Rewrite every line of the listing below as a numbered list, and skip any blank lines.

Data -
--

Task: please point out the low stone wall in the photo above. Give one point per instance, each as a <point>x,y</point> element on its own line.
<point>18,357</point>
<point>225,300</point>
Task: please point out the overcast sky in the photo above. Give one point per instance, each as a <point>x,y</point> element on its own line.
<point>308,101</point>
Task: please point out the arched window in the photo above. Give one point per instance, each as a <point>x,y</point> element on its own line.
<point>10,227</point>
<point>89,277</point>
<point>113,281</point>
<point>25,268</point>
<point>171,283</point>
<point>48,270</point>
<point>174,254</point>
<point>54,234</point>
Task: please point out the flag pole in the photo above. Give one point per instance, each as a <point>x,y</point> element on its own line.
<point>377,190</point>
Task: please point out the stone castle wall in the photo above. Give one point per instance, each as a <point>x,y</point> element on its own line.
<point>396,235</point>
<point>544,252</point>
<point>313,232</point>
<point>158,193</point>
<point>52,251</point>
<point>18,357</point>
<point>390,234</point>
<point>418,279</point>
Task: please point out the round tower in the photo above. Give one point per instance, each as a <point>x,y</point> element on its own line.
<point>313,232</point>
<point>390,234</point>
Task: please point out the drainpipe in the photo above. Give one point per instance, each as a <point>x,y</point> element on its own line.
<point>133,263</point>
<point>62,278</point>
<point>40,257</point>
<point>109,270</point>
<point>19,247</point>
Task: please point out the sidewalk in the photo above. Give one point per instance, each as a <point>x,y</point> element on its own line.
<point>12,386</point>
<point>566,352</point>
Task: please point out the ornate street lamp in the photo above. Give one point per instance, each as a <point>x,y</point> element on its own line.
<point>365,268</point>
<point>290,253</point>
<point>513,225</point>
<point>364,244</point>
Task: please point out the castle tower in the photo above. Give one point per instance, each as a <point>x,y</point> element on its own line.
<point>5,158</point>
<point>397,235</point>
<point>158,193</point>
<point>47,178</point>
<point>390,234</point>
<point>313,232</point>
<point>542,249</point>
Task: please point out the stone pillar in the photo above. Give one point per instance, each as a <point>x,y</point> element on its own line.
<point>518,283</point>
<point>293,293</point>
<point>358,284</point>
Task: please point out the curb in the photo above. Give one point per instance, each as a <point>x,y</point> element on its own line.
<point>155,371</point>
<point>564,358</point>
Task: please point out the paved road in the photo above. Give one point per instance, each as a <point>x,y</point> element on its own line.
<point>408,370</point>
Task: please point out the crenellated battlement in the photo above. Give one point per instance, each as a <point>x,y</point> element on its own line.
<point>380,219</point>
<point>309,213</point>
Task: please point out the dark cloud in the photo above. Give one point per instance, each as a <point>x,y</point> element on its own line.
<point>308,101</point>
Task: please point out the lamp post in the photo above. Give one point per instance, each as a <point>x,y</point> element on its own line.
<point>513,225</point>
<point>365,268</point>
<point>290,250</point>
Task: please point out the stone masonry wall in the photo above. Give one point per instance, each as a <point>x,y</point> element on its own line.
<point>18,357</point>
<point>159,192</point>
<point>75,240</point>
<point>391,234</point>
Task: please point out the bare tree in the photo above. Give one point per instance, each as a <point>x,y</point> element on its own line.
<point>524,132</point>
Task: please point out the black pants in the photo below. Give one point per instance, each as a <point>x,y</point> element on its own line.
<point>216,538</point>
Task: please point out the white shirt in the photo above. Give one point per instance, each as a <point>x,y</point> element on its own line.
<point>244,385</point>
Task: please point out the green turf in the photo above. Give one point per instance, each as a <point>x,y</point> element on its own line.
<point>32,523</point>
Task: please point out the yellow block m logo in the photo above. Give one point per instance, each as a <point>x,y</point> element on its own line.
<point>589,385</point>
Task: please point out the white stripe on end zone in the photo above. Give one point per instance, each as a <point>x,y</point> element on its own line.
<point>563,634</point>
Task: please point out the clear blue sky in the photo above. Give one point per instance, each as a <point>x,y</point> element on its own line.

--

Task answer -
1. Task: please point out the low stone wall in the photo above. Give one point per instance, each as a <point>x,y</point> element on its own line.
2. <point>18,357</point>
3. <point>225,300</point>
4. Task: please point out the overcast sky in the photo above. Give one point per instance, each as a <point>x,y</point> element on its own line.
5. <point>308,101</point>
6. Task: please point out the arched window in the photo above. Give one point per instance, each as a <point>x,y</point> element on its own line.
7. <point>10,227</point>
8. <point>89,277</point>
9. <point>113,281</point>
10. <point>25,268</point>
11. <point>171,283</point>
12. <point>48,270</point>
13. <point>174,254</point>
14. <point>54,234</point>
15. Task: please point out the flag pole in the photo above. Give one point per instance, each as a <point>x,y</point> element on its own line.
16. <point>377,190</point>
17. Task: please point out the stone castle wall in the photo above. Give one point per instance, each as a <point>x,y</point> element on its own line.
18. <point>396,235</point>
19. <point>544,252</point>
20. <point>313,232</point>
21. <point>158,193</point>
22. <point>52,251</point>
23. <point>18,357</point>
24. <point>390,234</point>
25. <point>418,279</point>
26. Task: please point out the round tower in the photo above. Give one point per instance, each as a <point>x,y</point> element on its own line.
27. <point>313,232</point>
28. <point>390,234</point>
29. Task: please point out the drainpipe in the photo above. Give one point per instance, each as a <point>x,y</point> element on its own line.
30. <point>133,263</point>
31. <point>62,278</point>
32. <point>40,257</point>
33. <point>109,270</point>
34. <point>19,247</point>
35. Task: please point out the sidewalk in the photo above. Give one point per instance, each as a <point>x,y</point> element on its own line.
36. <point>12,386</point>
37. <point>566,352</point>
38. Task: please point out the ornate street lamp in the photo above. Give one point per instance, each as a <point>x,y</point> element on its own line.
39. <point>365,268</point>
40. <point>290,253</point>
41. <point>513,225</point>
42. <point>364,244</point>
43. Task: please point out the castle tower in the photo above. Give one point per instance, each as a <point>x,y</point> element on its own line.
44. <point>5,158</point>
45. <point>397,235</point>
46. <point>158,193</point>
47. <point>47,178</point>
48. <point>390,234</point>
49. <point>313,232</point>
50. <point>542,249</point>
51. Task: please point out the stone pillar in the photo above. Give one point per instance, each as a <point>x,y</point> element on its own line.
52. <point>518,283</point>
53. <point>293,293</point>
54. <point>358,284</point>
55. Task: please point out the curb in the photo above. Give one point per instance, each as a <point>x,y</point> element on its own line.
56. <point>155,371</point>
57. <point>564,358</point>
58. Task: please point out the paved road in the photo above. Give one point per instance, each as a <point>x,y</point> element on its own line.
59. <point>408,370</point>
60. Task: please point out the crenellated battlement in the photo above. Give one point per instance, each as a <point>x,y</point> element on its own line.
61. <point>380,219</point>
62. <point>309,213</point>
63. Task: please point out the dark cloud in the photo above. Give one point per instance, each as a <point>x,y</point> element on its own line.
64. <point>308,101</point>
65. Task: please point out the lamp post in the photo above. Give one point per instance, each as a <point>x,y</point> element on its own line.
66. <point>513,225</point>
67. <point>365,268</point>
68. <point>290,250</point>
69. Task: please point out the stone masonry wall in the photo above. Give one point per instance, each as a <point>x,y</point> element on its own line.
70. <point>18,357</point>
71. <point>159,192</point>
72. <point>75,240</point>
73. <point>391,234</point>
74. Task: please point out the bare tree in the photo above. Give one point per instance, each as a <point>x,y</point> element on its own line.
75. <point>524,132</point>
76. Task: please point out the black pants in the photo below. Give one point per instance, each as a <point>x,y</point> element on its own line.
77. <point>216,538</point>
78. Task: please point out the white shirt in the photo above. Give one point per instance, each as a <point>x,y</point> element on its own line.
79. <point>244,385</point>
80. Task: please point out the green turf in the photo above. Give one point per instance, each as a <point>x,y</point> element on its own line.
81. <point>32,523</point>
82. Task: please point out the yellow block m logo in the photo above. Give one point per instance, each as a <point>x,y</point> element on its own line.
83. <point>589,385</point>
84. Task: please point out the white stripe on end zone in the photo above. Give one point per instance, each as a <point>x,y</point> element on its own line.
85. <point>563,634</point>
86. Task: please point out the clear blue sky in the photo above. Give one point per instance, each as a <point>x,y</point> element on its own line.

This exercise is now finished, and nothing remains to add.